What is being asked:
Write the records below out in full, character for character, with no pictures.

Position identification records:

┌──

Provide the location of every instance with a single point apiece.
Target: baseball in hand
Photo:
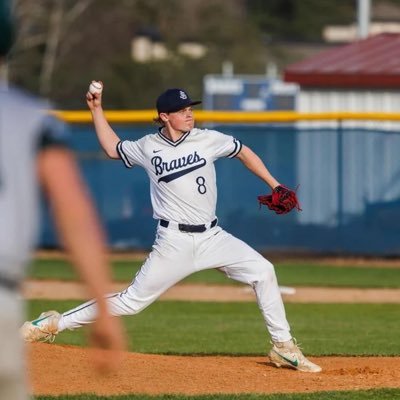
(95, 87)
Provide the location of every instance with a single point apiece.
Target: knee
(266, 272)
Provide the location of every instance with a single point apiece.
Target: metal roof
(369, 63)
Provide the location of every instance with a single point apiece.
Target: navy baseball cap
(174, 100)
(6, 27)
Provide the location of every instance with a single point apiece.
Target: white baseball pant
(177, 254)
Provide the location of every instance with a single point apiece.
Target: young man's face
(181, 120)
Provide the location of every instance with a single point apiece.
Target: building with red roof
(361, 76)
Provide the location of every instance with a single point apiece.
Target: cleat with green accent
(289, 354)
(42, 329)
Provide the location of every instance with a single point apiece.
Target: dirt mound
(60, 370)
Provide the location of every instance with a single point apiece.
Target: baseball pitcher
(179, 160)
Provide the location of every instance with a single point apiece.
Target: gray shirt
(24, 124)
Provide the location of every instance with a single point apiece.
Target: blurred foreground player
(32, 150)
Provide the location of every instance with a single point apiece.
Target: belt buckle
(192, 228)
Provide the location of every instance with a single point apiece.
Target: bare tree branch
(53, 39)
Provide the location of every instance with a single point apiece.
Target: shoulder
(205, 132)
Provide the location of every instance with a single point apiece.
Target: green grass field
(177, 327)
(288, 274)
(198, 328)
(383, 394)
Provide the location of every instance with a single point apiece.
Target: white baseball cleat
(289, 354)
(42, 329)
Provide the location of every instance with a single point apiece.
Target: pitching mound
(59, 370)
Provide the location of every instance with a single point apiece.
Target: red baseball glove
(282, 200)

└──

Right answer:
Provide the location of every instance with a single point apiece.
Target: baseball in hand
Photo:
(95, 87)
Provide the location of every instance with a single point apiece.
Target: knee
(266, 272)
Provide the location of every instance with a single point apiece.
Target: metal roof
(369, 63)
Provide the location of every instance with a single point apiece.
Target: navy baseball cap
(174, 100)
(6, 27)
Provide the location of every instance with a single point apiece.
Target: white baseball pant
(177, 254)
Provide the location of every instance with a single point apiece.
Target: young man's face
(181, 120)
Provide the location of every instance with a single point apiece.
Target: building with red roof
(361, 76)
Provide the location of every instance with a single point apiece.
Target: cleat with green accent
(289, 354)
(42, 329)
Provide the location of every instance with a single point apiece.
Target: dirt mound
(60, 370)
Provide the location of every instance with a single point apiece.
Target: baseball pitcher
(179, 160)
Provide the location of every instance with a single point apiece.
Target: gray shirt
(24, 124)
Provide the location of every instance with a single point apiece.
Target: blurred foreground player
(32, 150)
Provide the location of every instance with a single point apiece.
Target: belt buckle
(192, 228)
Provide the location of every instance with a single point apiece.
Target: bare tree branch
(53, 39)
Provide the location of every instance with a single point apiece.
Target: shoulder
(205, 132)
Provide the location of every instance with a single point apiece.
Target: green grass field
(177, 327)
(288, 274)
(198, 328)
(383, 394)
Provide the location of every instance with a single point apiece.
Target: white baseball cleat
(289, 354)
(42, 329)
Provide the location of every instance with a single point apiece.
Target: pitching mound
(59, 370)
Provide the location of every instance with a single point apiece.
Target: red baseball glove
(282, 200)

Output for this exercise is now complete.